### Text passage
— start —
Superstar is a 2021 Nollywood film released on 29 December 2021 by Inkblot Productions. The film stars an ensemble cast including Nancy Isime, Deyemi Okanlawon, Timini Egbuson, Daniel Etim Effiong, and Eku Edewor. Superstar was jointly produced by Inkblot Productions and FilmOne Production, marking the ninth collaboration between the two studios.

Plot 
An up-and-coming actress named Queen played by Nancy Isime experiences a rise to stardom and success as she faces the different challenges of life on her way to stardom. On her way to stardom, she is faced with different challenges and also faced with an occurrence from her past, her unyielding EX boyfriend, her new life, and stardom itself. Life just became a crossroad for Queen. The movie is an intriguing romance movie that exemplifies the growth and adventure of an upcoming actress in Nollywood and the various challenges on the road to Stardom as experienced by Queen.
— end —
Saved items
— start —
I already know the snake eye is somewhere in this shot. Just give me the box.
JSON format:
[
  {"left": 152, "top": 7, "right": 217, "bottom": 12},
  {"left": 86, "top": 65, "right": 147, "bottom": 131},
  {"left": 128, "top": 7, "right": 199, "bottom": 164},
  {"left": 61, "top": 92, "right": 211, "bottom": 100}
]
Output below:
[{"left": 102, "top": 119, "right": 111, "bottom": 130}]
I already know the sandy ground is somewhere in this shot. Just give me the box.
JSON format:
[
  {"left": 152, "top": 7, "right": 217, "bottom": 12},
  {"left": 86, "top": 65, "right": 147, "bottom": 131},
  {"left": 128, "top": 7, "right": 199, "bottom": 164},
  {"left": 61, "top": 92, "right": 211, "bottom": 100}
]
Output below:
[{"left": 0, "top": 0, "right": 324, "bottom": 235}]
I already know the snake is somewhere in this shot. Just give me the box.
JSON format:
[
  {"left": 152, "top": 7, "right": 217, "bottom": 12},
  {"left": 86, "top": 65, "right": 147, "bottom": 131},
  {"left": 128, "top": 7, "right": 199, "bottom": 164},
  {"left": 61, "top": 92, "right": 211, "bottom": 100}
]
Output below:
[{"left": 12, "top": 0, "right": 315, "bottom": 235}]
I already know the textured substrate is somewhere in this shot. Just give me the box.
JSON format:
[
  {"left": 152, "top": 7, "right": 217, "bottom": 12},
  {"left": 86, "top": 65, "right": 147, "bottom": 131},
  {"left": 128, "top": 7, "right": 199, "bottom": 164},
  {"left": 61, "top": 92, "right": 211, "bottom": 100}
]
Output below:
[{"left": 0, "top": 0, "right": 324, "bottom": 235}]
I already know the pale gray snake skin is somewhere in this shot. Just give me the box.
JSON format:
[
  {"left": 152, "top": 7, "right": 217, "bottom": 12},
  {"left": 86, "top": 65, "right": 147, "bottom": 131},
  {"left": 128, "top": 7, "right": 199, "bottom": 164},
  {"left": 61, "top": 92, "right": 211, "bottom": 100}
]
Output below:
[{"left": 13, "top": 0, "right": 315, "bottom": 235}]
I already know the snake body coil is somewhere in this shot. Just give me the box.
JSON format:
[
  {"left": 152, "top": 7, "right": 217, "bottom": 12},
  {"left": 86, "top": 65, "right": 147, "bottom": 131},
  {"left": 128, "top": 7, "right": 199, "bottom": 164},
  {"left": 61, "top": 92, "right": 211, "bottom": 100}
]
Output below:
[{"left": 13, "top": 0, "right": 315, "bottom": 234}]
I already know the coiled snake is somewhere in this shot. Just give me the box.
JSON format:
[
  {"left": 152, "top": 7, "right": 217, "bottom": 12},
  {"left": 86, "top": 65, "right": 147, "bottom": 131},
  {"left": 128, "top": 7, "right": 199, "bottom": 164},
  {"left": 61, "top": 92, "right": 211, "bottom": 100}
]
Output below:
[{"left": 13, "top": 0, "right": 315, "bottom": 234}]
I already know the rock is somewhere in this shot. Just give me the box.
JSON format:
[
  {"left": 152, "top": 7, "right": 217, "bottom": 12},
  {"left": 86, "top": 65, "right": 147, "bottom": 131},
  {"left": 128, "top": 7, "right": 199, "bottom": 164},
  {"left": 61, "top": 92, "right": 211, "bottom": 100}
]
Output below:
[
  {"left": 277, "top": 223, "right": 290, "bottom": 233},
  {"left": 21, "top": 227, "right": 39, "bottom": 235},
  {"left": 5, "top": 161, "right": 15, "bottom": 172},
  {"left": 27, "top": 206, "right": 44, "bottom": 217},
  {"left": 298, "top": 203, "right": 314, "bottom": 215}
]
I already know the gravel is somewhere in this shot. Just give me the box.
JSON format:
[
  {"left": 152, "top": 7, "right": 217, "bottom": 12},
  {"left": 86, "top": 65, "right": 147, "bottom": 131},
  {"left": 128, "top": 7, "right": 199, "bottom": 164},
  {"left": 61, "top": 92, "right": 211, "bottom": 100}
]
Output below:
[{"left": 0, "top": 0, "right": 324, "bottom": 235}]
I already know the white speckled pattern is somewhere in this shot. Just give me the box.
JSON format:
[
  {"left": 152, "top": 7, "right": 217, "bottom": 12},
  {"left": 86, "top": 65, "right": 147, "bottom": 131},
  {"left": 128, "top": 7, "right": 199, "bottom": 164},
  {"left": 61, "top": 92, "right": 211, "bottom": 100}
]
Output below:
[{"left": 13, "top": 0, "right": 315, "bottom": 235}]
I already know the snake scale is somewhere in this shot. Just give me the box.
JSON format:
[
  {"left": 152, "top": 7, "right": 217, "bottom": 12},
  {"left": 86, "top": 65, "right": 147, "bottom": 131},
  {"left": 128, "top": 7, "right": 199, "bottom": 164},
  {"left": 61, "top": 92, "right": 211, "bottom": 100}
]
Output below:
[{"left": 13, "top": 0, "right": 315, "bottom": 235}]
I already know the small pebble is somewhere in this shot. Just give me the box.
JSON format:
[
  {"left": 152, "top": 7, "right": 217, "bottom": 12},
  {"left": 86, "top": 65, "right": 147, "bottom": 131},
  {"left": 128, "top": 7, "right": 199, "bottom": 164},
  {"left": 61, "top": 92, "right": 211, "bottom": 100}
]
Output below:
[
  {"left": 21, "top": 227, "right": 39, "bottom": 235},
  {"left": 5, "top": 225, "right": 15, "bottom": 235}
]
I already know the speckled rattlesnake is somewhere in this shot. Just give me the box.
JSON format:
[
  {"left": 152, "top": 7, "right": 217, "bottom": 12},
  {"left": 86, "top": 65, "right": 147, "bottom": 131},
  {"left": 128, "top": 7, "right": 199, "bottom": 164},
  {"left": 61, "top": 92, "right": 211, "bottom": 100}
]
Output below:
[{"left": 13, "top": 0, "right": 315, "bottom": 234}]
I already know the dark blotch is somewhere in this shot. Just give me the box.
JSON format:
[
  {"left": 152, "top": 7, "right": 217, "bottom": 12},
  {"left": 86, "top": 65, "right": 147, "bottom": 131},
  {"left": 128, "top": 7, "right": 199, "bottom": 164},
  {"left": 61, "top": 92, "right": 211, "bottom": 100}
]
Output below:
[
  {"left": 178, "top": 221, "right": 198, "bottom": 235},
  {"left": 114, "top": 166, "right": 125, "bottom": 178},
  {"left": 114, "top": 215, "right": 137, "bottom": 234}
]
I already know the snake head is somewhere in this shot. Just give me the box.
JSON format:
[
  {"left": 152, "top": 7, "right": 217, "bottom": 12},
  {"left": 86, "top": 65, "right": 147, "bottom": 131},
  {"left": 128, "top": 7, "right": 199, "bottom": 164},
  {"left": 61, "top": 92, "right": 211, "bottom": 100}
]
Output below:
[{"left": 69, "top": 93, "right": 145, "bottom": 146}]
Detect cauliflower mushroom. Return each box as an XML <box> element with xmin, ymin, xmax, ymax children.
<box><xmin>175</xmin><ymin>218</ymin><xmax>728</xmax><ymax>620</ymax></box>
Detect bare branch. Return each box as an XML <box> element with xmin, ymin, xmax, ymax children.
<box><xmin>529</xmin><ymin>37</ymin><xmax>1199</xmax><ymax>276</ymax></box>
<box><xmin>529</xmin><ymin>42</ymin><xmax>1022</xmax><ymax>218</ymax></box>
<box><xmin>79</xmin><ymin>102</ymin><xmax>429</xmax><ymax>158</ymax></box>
— end —
### The task
Continue the passage about the film Superstar after its final sentence. The entries have nothing to do with the passage about the film Superstar.

### Task result
Cast 
 Nancy Isime as Queen
 Timini Egbuson
 Eku Edewor
 Ufuoma McDermott
 Deyemi Okanlawon
 Daniel Etim Effiong
 Teniola Aladese
 Lord Frank

Production 
Superstar was jointly written by Akhigbe Ilozobhie, Uyoyou Adia and Chinaza Onuzo, and it was directed by Akhigbe Ilozobhie. The movie was released in December 2021, in turn, to also mark the 10th anniversary of Inkblot Production.

Award and nomination 
In the 8th edition of Africa Magic Viewers Choice Awards (AMVCA), Nancy Isime who played Queen in the movie was nominated under the category "Best Actress in a Drama" for her role but she lost to Osas Ighodaro.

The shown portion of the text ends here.